Start of Exercise materials

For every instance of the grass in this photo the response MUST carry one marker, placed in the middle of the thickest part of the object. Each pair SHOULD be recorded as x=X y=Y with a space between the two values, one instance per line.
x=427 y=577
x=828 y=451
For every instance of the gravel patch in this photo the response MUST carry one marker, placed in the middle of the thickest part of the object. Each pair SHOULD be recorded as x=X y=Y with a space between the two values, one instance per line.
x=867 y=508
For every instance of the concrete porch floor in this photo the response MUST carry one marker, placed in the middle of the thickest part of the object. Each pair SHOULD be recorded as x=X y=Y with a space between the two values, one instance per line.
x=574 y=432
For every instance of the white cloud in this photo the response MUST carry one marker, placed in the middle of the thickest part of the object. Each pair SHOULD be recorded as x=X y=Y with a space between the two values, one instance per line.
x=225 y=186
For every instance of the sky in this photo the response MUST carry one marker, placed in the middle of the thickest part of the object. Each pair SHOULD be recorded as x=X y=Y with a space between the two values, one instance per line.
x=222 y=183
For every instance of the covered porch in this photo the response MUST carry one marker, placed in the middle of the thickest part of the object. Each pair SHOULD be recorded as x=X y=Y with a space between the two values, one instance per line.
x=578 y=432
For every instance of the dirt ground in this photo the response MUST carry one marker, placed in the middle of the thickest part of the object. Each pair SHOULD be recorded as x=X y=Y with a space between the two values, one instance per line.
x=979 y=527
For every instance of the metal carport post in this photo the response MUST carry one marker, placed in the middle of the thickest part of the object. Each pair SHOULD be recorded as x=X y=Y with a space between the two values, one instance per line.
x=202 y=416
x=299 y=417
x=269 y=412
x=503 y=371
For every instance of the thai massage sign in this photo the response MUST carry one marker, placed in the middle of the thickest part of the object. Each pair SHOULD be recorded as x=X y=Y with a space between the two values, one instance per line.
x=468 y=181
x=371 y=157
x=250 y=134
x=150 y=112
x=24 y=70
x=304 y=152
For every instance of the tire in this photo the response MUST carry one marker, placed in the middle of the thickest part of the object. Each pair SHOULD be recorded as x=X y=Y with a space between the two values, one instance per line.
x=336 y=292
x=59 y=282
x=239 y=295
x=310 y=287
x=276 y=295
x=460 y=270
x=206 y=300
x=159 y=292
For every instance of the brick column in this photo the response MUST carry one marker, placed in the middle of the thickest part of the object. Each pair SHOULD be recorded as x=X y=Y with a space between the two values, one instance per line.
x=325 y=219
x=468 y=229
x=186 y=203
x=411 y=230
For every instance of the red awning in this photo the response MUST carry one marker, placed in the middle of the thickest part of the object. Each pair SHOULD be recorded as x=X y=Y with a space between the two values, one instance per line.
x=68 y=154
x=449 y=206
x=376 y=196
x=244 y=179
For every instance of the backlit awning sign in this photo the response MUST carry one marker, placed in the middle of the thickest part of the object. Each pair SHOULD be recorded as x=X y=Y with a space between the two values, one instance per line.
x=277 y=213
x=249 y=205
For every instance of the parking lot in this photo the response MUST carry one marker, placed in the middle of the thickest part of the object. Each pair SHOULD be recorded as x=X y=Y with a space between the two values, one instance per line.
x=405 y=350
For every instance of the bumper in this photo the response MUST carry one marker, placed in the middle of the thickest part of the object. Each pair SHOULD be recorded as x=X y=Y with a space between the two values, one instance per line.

End of Exercise materials

Nothing in the records may be dropped; reproduce them exactly.

For every instance of the grass in this photo the response MUST carry one marker, placed in the middle of the thickest part of the object. Each pair SHOULD be recorded as x=X y=Y with a space between the two values, one instance per line.
x=427 y=577
x=828 y=451
For every instance of the gravel patch in this photo the response MUST carry one marker, placed in the middle of the thickest part of the object. Each pair SHOULD be recorded as x=X y=Y with a space between the two values, one instance per line.
x=867 y=508
For every instance of the concrete porch floor in this photo the response MUST carry one marker, placed in the middle of the thickest part of the object. Each pair SHOULD be recorded as x=X y=Y with a space between the two values, one instance per line.
x=574 y=432
For every instance of the white cloud in this photo the response MUST carry one marker, placed in the middle of the thickest part of the object. Each pair SHOULD be recorded as x=X y=Y with a space between the two values, one instance per line.
x=225 y=186
For every instance of the sky in this photo the response MUST carry one marker, placed in the middle of the thickest part of the object. Each pair SHOULD be recorded as x=X y=Y with a space between the two values, one instance per line.
x=222 y=183
For every instance of the covered porch in this photo the response MUST carry one marker, placed in the middle of the thickest part of the object. Each pair SHOULD be recorded as x=X y=Y with a space between the two values, one instance per line.
x=578 y=432
For every instance of the dirt ground in this photo the response MUST carry one marker, placed in the middle of the thickest part of the object. Each pair SHOULD be recorded as x=X y=Y with a space between the two values, one instance per line.
x=979 y=527
For every instance of the metal carport post in this photo the response MUST carry one marker, placed in the middle of the thickest part of the object. Each pair SHOULD be recorded as x=X y=Y with a space between the two values, one instance per line.
x=202 y=416
x=299 y=417
x=269 y=412
x=503 y=371
For every instance of the thai massage sign in this photo the response MUST carry one marker, placed in the middle of the thickest part of the object. Each pair SHOULD be recorded as x=X y=Y with a space between the two values, one instance per line.
x=468 y=181
x=371 y=157
x=250 y=134
x=150 y=112
x=24 y=70
x=304 y=152
For every instance of the tire in this photo the response MUST carry one marker, placed in the middle of the thickest part of the object. Each pair SHOULD be recorded as x=X y=Y with a space between the two values, one instance per line.
x=336 y=292
x=59 y=282
x=239 y=295
x=310 y=287
x=276 y=295
x=460 y=270
x=206 y=300
x=159 y=292
For every instance of the brick column in this photo the response MUST carry one marker, placed in the middle of the thickest part of the object. Each pair SHOULD be recorded as x=X y=Y with a space between the two values, one instance per line.
x=325 y=219
x=468 y=229
x=186 y=203
x=411 y=230
For every instance of the red awning in this photo the response MUST carry one marker, placed in the middle of the thickest part of the object. Each pair SHOULD be recorded as x=X y=Y with a space between the two values, one instance per line.
x=68 y=154
x=449 y=206
x=376 y=196
x=244 y=179
For every instance of the backlit awning sign in this photo the response MUST carry one marker, placed in the middle of the thickest part of the object. Each pair SHOULD be recorded as x=X y=Y with a space between the two values, one instance per line.
x=277 y=213
x=249 y=205
For every instance of the parking lot in this photo the response MUST carry one marker, placed in the middle of the thickest part of the object. Each pair SHOULD be recorded as x=X y=Y with a space between the two values, one instance per line.
x=405 y=350
For every instance of the bumper in this photo the response MUST carry one marker, placed in the middle of the thickest part of the object. Each pair SHOULD be recorded as x=X y=Y with a space between the two values, one instance per line.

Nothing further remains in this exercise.